TASK DETAILS - Your answer should show every line of the material below that includes "roof".

INPUT DATA -
__________________________________________________
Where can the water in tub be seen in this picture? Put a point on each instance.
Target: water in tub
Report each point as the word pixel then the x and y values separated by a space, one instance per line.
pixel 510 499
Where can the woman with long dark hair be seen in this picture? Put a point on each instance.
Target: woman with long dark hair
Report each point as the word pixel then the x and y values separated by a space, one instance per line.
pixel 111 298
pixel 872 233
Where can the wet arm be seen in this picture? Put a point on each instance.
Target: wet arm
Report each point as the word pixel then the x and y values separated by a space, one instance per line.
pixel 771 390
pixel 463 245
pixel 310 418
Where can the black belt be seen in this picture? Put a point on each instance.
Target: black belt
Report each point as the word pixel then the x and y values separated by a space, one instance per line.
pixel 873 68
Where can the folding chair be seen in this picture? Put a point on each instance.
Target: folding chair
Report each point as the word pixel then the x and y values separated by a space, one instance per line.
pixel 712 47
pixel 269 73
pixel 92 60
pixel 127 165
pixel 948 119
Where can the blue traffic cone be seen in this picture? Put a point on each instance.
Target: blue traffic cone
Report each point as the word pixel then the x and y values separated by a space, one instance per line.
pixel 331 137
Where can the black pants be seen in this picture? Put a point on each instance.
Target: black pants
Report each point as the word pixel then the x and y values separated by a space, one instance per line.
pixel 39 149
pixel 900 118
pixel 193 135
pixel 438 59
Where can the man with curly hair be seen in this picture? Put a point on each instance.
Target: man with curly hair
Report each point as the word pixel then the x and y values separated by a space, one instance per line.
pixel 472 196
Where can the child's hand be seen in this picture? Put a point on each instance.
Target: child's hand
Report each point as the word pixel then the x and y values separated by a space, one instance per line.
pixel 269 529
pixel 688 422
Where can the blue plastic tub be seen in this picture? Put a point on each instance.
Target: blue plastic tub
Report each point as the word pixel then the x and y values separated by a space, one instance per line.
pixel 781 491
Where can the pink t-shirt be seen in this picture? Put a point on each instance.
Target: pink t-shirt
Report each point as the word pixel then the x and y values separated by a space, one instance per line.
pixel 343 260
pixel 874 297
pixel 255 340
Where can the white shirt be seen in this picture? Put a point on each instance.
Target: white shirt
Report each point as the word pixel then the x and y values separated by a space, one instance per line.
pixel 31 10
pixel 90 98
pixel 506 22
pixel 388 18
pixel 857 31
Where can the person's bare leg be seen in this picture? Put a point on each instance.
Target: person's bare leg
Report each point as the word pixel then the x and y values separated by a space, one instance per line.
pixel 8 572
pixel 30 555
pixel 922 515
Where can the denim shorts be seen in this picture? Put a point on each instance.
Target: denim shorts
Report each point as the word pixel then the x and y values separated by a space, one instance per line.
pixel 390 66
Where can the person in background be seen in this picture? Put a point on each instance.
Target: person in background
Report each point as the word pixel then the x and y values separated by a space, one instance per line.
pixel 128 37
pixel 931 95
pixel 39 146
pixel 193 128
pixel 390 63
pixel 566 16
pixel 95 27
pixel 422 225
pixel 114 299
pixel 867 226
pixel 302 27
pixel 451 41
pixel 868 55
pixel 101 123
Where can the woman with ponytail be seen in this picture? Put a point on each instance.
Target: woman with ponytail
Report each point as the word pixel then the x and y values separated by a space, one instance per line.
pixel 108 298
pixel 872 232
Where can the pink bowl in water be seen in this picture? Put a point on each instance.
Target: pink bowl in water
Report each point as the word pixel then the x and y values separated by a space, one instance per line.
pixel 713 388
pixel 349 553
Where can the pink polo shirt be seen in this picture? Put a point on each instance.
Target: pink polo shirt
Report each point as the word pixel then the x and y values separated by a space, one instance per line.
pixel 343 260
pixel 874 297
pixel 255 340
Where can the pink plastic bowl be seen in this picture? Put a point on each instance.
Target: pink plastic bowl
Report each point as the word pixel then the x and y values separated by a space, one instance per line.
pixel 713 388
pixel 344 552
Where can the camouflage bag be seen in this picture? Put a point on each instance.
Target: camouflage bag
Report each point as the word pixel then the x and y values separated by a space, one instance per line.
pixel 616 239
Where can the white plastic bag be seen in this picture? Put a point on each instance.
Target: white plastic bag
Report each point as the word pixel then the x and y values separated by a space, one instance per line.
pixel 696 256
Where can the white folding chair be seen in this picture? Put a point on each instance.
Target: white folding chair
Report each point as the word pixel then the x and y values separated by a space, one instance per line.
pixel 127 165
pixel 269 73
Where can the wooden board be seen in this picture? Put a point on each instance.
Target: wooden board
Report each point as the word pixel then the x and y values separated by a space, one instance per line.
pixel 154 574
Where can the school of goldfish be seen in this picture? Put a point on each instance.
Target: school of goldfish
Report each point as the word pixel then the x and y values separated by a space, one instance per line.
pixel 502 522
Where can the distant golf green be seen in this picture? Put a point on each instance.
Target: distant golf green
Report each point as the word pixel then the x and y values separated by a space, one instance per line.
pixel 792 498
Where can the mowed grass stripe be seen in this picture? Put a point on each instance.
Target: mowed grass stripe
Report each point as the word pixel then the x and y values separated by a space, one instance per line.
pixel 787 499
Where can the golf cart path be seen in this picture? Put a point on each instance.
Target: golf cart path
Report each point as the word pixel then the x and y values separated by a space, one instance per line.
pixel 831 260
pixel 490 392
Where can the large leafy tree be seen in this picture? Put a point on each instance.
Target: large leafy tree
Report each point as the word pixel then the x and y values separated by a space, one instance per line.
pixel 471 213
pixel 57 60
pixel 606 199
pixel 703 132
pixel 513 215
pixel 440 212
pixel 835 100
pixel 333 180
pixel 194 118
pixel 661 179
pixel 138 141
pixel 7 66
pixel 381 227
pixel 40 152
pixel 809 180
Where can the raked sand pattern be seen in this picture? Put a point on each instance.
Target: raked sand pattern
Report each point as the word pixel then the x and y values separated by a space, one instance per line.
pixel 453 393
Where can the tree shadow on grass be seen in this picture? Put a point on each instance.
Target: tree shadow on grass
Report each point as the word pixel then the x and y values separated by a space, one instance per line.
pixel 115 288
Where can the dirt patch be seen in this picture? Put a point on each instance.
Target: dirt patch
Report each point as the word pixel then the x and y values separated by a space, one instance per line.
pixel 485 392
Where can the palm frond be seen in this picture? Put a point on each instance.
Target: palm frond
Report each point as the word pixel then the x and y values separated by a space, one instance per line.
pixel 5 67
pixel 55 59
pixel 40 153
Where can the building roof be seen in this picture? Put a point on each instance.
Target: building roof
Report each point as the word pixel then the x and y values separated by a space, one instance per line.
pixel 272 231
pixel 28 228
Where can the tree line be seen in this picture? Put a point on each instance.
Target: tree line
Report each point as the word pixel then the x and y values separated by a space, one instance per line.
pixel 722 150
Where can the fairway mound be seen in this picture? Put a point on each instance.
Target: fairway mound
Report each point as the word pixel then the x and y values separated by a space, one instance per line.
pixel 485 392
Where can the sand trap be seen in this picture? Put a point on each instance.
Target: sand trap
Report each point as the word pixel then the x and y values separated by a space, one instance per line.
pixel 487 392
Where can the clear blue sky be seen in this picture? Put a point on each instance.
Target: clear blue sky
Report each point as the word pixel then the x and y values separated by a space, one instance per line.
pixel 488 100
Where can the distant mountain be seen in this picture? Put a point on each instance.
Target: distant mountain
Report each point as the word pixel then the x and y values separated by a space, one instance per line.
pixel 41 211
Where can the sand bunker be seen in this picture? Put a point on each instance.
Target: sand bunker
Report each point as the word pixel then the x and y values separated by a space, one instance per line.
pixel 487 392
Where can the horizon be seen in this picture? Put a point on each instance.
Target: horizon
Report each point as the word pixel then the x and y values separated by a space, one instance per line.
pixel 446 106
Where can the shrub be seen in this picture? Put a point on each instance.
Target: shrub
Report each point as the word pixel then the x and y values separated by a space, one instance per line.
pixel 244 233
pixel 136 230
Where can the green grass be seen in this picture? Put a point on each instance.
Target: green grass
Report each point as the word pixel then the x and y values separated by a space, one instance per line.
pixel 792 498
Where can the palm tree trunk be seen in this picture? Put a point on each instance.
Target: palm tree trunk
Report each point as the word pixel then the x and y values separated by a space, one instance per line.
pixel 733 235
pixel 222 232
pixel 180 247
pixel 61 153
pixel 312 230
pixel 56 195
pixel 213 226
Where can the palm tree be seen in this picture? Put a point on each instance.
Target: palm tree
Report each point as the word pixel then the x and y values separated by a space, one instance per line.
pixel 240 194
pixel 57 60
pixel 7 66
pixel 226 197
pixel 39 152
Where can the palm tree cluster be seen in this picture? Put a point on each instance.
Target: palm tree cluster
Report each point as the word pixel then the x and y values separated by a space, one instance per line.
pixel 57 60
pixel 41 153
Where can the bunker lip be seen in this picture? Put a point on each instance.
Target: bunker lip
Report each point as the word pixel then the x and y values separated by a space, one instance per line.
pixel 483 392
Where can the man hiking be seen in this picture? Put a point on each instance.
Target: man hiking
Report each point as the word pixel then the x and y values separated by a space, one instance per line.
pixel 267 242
__________________________________________________
THE ANSWER -
Where can the building roof be seen in this picture? Put a point on each instance.
Target: building roof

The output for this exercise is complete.